→ **What is required**:
Your response should contain exactly the lines running from the one with "<point>270,380</point>" to the end of the data below, both included, and no pictures.

Records for this task START

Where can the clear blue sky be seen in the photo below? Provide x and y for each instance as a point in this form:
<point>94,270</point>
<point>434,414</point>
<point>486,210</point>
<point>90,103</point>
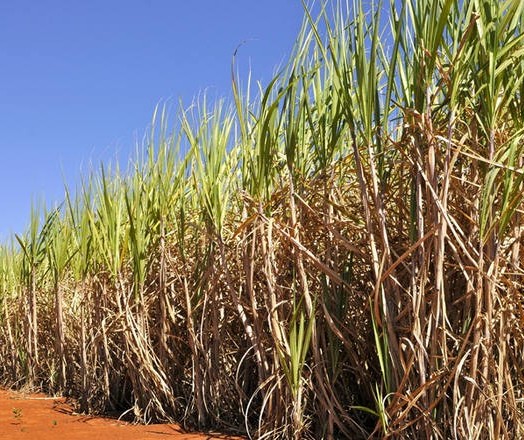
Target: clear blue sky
<point>79,80</point>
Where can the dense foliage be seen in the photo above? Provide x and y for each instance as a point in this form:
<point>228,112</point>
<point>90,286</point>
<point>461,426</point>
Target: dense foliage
<point>338,257</point>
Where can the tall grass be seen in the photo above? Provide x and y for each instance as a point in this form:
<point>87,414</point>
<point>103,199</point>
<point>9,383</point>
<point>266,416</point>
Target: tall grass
<point>338,257</point>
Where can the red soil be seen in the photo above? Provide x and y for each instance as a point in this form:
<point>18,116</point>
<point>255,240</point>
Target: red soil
<point>35,416</point>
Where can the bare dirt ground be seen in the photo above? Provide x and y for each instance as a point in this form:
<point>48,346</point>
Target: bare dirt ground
<point>35,416</point>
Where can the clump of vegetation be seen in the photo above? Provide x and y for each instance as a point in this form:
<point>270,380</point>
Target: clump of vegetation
<point>338,257</point>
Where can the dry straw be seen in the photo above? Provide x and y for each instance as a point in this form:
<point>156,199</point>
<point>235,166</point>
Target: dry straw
<point>339,257</point>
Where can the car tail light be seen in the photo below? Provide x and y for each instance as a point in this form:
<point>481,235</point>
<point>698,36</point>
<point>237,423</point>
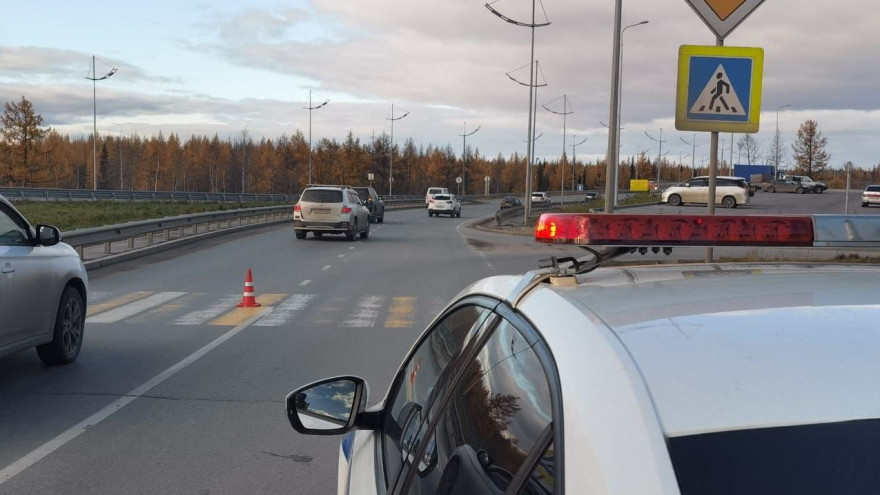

Records for this task END

→ **Exercise response**:
<point>270,380</point>
Target: clump of vegetation
<point>338,257</point>
Where can the dry straw be seen in the photo above? Provide x and y for each instance as a point in this form:
<point>156,199</point>
<point>235,166</point>
Target: dry straw
<point>339,257</point>
Where can the car tail light be seen in the photo below? Provide x and y for each instance as a point in this form:
<point>481,235</point>
<point>698,36</point>
<point>237,423</point>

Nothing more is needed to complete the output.